— START —
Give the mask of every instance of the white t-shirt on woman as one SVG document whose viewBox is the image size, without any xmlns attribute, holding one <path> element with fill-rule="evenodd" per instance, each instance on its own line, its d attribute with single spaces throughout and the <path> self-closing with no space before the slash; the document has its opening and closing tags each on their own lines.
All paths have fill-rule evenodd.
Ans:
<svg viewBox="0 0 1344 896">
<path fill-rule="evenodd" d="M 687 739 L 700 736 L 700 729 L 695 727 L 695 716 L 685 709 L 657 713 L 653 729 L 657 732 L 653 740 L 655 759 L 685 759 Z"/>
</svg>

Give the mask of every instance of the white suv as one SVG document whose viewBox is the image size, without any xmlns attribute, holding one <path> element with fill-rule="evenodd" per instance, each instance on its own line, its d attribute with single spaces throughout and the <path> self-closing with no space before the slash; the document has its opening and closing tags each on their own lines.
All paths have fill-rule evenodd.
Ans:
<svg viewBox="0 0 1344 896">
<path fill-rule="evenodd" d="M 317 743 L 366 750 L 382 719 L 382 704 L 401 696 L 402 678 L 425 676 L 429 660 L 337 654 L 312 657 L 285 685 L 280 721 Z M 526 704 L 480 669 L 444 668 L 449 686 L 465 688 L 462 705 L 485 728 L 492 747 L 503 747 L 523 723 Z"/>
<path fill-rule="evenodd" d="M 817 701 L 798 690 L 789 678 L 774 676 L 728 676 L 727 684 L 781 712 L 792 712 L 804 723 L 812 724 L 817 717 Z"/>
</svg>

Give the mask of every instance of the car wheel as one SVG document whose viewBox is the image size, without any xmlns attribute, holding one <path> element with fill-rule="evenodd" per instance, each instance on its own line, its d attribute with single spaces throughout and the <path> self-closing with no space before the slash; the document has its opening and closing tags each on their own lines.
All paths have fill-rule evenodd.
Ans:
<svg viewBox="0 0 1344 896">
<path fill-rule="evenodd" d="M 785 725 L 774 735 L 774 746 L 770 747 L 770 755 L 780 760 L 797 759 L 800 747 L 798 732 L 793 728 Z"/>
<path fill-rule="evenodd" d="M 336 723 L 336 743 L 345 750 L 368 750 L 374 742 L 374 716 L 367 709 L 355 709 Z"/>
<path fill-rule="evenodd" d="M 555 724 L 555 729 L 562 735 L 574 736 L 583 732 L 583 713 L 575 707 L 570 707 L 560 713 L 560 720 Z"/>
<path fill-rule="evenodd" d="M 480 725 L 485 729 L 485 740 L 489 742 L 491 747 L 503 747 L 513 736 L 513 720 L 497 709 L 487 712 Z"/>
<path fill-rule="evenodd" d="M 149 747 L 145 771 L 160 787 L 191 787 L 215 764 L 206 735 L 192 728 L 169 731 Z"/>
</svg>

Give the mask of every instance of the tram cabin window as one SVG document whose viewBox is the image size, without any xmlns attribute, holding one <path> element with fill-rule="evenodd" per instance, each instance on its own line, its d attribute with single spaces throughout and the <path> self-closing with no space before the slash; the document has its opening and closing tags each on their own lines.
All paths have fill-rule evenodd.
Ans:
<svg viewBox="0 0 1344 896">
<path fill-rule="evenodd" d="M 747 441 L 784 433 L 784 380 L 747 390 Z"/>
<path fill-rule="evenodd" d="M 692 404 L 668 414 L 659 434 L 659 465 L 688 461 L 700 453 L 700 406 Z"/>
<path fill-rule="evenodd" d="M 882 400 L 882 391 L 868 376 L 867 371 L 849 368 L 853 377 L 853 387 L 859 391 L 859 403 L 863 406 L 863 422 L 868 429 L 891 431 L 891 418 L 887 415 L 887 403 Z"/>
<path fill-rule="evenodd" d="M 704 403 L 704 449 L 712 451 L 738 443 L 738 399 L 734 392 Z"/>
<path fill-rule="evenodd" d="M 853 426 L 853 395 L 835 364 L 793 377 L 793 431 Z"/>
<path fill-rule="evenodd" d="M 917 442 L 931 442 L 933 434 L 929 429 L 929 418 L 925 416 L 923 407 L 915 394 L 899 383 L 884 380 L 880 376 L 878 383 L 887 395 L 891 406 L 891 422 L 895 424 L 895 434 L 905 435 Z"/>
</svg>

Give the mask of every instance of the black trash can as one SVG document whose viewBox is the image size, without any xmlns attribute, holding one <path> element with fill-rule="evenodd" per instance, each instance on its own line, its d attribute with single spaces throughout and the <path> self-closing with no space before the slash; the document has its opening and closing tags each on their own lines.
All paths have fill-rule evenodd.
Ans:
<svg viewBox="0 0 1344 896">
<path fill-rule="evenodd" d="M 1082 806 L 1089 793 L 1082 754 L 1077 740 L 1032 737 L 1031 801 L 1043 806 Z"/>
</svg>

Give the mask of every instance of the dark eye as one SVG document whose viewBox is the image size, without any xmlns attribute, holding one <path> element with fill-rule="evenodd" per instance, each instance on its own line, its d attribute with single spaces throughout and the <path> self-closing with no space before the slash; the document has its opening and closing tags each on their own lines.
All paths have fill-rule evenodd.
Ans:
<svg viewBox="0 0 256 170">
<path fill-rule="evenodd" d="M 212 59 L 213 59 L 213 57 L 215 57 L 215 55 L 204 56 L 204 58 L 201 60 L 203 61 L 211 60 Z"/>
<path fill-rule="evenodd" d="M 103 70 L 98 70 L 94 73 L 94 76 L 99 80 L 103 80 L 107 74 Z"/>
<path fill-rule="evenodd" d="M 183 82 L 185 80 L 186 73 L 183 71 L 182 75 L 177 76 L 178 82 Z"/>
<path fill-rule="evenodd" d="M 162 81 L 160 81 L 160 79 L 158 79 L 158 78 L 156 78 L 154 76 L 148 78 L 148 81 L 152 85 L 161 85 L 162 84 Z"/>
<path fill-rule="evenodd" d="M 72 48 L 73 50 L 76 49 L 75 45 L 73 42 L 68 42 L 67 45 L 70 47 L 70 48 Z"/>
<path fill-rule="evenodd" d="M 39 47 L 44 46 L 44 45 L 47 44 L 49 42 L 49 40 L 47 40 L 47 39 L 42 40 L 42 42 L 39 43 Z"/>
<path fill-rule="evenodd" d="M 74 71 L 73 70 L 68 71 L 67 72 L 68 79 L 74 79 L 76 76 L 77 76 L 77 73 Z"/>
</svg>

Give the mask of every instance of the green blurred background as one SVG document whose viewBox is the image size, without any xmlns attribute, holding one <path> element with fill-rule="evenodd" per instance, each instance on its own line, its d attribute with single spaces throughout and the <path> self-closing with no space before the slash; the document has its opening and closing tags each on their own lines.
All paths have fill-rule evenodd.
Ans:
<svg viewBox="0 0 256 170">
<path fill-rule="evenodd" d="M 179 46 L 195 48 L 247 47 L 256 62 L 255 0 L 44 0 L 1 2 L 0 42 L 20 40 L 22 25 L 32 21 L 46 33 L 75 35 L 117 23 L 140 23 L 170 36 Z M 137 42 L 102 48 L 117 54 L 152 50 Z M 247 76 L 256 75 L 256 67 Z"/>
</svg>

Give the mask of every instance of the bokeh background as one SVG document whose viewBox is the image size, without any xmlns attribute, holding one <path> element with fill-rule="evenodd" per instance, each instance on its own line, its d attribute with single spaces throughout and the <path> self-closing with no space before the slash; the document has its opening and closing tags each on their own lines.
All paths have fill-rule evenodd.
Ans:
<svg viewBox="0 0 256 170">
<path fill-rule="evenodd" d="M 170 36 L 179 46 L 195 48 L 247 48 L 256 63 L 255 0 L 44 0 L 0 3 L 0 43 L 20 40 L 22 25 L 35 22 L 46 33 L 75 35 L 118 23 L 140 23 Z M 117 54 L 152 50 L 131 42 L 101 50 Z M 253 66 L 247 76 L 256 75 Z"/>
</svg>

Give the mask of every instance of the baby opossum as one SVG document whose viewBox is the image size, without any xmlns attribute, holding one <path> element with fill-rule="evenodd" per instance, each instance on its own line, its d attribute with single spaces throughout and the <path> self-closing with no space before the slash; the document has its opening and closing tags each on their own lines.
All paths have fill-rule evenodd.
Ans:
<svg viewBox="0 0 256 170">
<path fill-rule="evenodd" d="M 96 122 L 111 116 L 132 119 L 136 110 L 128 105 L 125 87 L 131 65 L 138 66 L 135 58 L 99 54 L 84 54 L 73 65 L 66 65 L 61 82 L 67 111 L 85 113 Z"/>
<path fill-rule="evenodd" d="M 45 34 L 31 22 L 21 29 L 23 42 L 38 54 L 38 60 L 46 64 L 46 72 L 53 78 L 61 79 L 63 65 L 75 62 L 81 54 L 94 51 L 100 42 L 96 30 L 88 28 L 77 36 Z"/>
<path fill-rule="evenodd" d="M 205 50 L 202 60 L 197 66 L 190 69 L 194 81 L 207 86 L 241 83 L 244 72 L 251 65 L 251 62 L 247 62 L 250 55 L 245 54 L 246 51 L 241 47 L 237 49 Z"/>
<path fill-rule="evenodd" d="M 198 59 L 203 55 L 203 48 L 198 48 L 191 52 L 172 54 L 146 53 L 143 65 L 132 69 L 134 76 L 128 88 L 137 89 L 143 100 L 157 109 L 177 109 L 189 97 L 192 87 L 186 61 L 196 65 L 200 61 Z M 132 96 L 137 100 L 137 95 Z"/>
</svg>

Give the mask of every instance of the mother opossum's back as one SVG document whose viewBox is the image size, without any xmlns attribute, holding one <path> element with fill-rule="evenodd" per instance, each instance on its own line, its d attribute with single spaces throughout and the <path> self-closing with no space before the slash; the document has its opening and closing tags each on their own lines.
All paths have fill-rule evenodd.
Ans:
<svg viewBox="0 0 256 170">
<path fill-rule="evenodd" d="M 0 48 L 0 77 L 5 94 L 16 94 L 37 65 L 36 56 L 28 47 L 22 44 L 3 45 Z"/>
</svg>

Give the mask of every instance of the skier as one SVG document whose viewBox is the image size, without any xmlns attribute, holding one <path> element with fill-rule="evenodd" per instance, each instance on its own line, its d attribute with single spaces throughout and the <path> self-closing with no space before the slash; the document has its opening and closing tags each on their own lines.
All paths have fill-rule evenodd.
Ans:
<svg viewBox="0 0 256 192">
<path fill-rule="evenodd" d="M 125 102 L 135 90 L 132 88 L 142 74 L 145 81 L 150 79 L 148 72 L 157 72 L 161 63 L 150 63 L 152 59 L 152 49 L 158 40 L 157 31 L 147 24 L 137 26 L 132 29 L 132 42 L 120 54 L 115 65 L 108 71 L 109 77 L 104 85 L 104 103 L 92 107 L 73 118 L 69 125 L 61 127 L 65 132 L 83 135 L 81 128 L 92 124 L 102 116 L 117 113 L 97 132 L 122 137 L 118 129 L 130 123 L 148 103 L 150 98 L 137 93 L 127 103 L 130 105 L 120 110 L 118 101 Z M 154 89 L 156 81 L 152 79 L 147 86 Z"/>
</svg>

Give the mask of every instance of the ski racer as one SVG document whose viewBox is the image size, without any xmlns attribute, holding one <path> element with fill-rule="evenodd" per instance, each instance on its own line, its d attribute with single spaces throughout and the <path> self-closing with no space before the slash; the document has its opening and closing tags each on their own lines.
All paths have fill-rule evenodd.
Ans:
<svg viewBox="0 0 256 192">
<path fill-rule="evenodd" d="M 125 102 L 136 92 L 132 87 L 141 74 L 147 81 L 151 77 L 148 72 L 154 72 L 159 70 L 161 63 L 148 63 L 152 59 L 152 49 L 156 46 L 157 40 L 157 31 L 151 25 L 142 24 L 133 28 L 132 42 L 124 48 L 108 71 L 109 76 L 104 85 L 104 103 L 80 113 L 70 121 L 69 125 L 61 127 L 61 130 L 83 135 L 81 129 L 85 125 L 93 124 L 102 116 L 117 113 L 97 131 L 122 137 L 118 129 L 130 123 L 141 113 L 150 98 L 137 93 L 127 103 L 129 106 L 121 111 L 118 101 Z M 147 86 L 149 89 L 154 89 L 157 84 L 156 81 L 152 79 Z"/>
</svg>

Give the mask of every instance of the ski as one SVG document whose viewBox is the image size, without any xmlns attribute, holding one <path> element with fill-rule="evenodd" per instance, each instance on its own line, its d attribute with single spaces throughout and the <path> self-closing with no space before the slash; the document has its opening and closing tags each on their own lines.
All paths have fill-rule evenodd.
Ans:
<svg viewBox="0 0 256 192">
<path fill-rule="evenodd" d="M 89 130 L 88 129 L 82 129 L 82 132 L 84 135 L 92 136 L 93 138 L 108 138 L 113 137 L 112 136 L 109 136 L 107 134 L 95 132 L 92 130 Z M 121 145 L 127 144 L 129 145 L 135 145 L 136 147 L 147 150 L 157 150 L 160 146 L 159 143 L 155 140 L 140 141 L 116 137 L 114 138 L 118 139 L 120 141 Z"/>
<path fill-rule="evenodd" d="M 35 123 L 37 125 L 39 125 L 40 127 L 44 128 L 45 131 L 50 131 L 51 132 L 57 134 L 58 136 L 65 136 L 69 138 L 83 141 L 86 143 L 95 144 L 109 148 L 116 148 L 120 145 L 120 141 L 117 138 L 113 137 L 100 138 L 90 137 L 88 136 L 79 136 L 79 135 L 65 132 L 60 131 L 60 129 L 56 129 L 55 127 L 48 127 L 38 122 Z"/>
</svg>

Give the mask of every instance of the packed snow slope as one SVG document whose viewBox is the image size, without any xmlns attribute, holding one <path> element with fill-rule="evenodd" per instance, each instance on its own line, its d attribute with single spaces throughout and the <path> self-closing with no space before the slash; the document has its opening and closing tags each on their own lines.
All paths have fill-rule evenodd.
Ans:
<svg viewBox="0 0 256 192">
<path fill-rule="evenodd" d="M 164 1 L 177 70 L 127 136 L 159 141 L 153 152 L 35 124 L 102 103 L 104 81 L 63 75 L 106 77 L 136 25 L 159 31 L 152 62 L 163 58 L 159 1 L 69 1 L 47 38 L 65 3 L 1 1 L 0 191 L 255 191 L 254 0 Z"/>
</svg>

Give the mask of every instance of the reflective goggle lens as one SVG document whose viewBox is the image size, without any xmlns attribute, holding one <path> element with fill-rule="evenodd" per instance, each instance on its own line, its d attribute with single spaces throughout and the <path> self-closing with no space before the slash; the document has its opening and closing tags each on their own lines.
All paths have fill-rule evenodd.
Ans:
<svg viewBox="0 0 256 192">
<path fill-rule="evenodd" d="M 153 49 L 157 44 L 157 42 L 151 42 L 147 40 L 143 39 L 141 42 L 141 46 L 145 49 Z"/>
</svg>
— END —
■ **Aim of the exercise**:
Can you output every line from the one containing "Give the mask of every instance of the reflective" down to the last of the rows above as a JSON list of strings, one string per line, with blank lines left out?

■ **Solved problem**:
[
  "Give the mask of every instance of the reflective goggle lens as one SVG document whose viewBox is the image size, without any xmlns attribute, holding one <path> element with fill-rule=\"evenodd\" per instance, each instance on its own line, its d attribute with single spaces throughout and the <path> self-closing with no space before the slash; the document has its opening and closing tags each on their own lines.",
  "All paths have fill-rule evenodd.",
  "Ans:",
  "<svg viewBox=\"0 0 256 192\">",
  "<path fill-rule=\"evenodd\" d=\"M 153 49 L 157 44 L 157 42 L 151 42 L 147 40 L 143 39 L 141 42 L 141 46 L 145 49 Z\"/>",
  "</svg>"
]